**** Items ****
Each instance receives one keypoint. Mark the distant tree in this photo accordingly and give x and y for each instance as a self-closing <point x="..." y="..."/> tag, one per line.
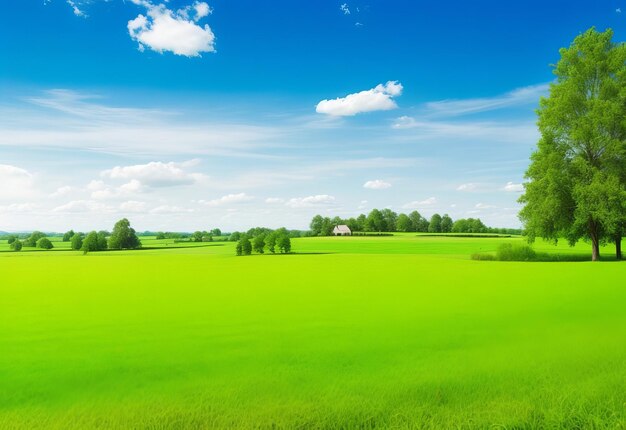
<point x="284" y="244"/>
<point x="404" y="223"/>
<point x="270" y="242"/>
<point x="352" y="224"/>
<point x="123" y="236"/>
<point x="418" y="222"/>
<point x="76" y="243"/>
<point x="389" y="219"/>
<point x="102" y="241"/>
<point x="90" y="242"/>
<point x="316" y="225"/>
<point x="258" y="244"/>
<point x="244" y="247"/>
<point x="434" y="226"/>
<point x="446" y="224"/>
<point x="375" y="221"/>
<point x="33" y="238"/>
<point x="44" y="243"/>
<point x="460" y="226"/>
<point x="361" y="221"/>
****
## Exercise goal
Can you write out all of the data above exactly as it stands, line for line, with the picture left out?

## Response
Each instance receives one keypoint. Mark the distant tree in this photo accordingly and give x and y for each instance as a self-closing <point x="..." y="..."/> tag, one per line.
<point x="284" y="244"/>
<point x="404" y="223"/>
<point x="270" y="242"/>
<point x="352" y="224"/>
<point x="123" y="236"/>
<point x="418" y="222"/>
<point x="76" y="243"/>
<point x="389" y="219"/>
<point x="102" y="241"/>
<point x="90" y="242"/>
<point x="316" y="225"/>
<point x="258" y="244"/>
<point x="244" y="247"/>
<point x="434" y="226"/>
<point x="446" y="224"/>
<point x="375" y="221"/>
<point x="33" y="238"/>
<point x="44" y="243"/>
<point x="460" y="226"/>
<point x="361" y="221"/>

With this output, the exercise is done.